-------- Excerpt provided --------
Creating or updating a SaaS company's brand identity may be the most challenging task a design team can take on. Yet, since software delivery moved to the cloud, many of us in the design community spend most of our time creating or refining brand systems. Often for applications that do everything from the mundane, like reminding you to feed your dog, to the highly specialized, like nurturing customers through the sales funnel. 

One of the difficulties of creating a brand system for any application is how to depict the product in a way a potential customer can immediately understand. Very often, a SaaS product does something the consumer didn't know could be done, like remote work tools, collaborative work management (CWM), or provide unique software for a service company. 

Even if you know what CWM is, what's the shared visual language a designer can use to convey the product's usefulness? While a car manufacturer or clothing retailer can fall back on a universally understood visual and verbal lexicon, portraying a SaaS product in a concise and compelling way requires a designer to spin up a visual system that their audience will be able to comprehend. Beyond the act of conveying meaning and value, how does a designer make the brand enticing on a visual and emotional level? What kind of feeling or mood should its visual identity generate? What color best expresses collaboration?
-------- Exercise inputs --------
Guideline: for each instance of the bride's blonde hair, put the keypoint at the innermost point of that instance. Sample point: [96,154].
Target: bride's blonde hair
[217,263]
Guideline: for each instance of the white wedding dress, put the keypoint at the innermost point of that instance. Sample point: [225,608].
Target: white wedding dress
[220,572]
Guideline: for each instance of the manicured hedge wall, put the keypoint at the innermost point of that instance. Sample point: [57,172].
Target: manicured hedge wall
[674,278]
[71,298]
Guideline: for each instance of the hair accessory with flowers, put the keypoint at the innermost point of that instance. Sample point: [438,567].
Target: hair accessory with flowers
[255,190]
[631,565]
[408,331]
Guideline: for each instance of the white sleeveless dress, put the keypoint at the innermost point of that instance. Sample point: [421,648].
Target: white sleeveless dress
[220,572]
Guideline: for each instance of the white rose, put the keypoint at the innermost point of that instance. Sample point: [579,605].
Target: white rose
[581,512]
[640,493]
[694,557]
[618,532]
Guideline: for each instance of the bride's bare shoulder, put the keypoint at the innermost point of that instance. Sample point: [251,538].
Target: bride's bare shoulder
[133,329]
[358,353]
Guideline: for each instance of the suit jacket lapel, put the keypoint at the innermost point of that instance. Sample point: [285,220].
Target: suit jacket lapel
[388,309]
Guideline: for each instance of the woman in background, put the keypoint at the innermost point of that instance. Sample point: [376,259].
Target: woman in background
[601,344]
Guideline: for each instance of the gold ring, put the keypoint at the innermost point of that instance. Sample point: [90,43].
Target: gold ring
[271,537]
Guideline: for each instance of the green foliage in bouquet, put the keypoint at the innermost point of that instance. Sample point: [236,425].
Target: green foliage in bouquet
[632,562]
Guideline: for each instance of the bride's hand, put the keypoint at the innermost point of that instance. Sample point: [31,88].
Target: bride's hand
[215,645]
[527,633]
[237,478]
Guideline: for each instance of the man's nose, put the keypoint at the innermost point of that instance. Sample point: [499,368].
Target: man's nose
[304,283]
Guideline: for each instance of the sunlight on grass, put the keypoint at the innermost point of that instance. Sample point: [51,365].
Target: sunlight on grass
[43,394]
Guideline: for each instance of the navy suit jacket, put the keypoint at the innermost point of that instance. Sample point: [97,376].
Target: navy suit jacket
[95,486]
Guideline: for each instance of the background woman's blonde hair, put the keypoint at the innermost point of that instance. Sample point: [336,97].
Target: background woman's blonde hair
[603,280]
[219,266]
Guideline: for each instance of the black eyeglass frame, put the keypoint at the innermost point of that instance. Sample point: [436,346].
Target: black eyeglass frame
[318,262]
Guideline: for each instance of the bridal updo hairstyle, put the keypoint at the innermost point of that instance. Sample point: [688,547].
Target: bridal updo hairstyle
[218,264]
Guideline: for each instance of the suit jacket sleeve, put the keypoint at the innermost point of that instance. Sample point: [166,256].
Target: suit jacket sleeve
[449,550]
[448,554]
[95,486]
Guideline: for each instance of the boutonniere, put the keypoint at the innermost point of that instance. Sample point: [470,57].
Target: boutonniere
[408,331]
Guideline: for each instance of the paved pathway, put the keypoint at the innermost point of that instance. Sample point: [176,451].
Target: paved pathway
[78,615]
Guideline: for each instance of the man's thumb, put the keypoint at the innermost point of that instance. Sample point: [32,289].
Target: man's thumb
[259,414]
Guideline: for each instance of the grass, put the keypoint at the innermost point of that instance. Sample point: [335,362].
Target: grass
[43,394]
--------
> _Brief A_
Write out the part of the passage on SaaS brand identity that begins at the words "Even if you" and stops after "best expresses collaboration?".
> _Brief B_
Can you reproduce the lines in the listing word for word, beginning at the line that has "Guideline: for each instance of the sunlight" and stopping after the listing's final line?
The passage on SaaS brand identity and the listing are unrelated to each other.

> _Correct result A_
Even if you know what CWM is, what's the shared visual language a designer can use to convey the product's usefulness? While a car manufacturer or clothing retailer can fall back on a universally understood visual and verbal lexicon, portraying a SaaS product in a concise and compelling way requires a designer to spin up a visual system that their audience will be able to comprehend. Beyond the act of conveying meaning and value, how does a designer make the brand enticing on a visual and emotional level? What kind of feeling or mood should its visual identity generate? What color best expresses collaboration?

> _Correct result B_
Guideline: for each instance of the sunlight on grass, put the keypoint at the innermost point of that instance. Sample point: [51,365].
Target: sunlight on grass
[43,394]
Guideline: for each instance of the navy suit jacket, put the keypoint at the innermost point of that instance. Sample point: [97,376].
Target: navy suit jacket
[95,486]
Guideline: for each instance of the background woman's blonde hair, put the keypoint at the innermost point of that instance. Sample point: [336,97].
Target: background woman's blonde hair
[603,280]
[219,266]
Guideline: for each instance of the black eyeglass frame, put the keypoint at the innermost point of that instance. Sample point: [436,346].
Target: black eyeglass frame
[318,262]
Guideline: for each instance of the bridal updo hairstyle, put the keypoint at the innermost point of that instance. Sample point: [688,547].
Target: bridal updo hairstyle
[218,264]
Guideline: for each instance of the suit jacket sleeve, put the keypoint at the innermost point of that instance. Sample point: [166,256].
Target: suit jacket sleeve
[449,550]
[448,554]
[95,486]
Guideline: for each instance of the boutonniere, put the keypoint at the innermost point of that instance. Sample point: [470,57].
Target: boutonniere
[408,331]
Guideline: for each instance of the paved pathway, put the keypoint at the innermost point of that instance. Sample point: [176,451].
Target: paved pathway
[78,615]
Guideline: for each instance of the man's thumb, put the keypoint at the innermost point of that instance. Sample point: [32,289].
Target: man's thumb
[259,414]
Guideline: for each instance of the grass, put the keypoint at the innermost point of that instance. Sample point: [335,362].
Target: grass
[43,394]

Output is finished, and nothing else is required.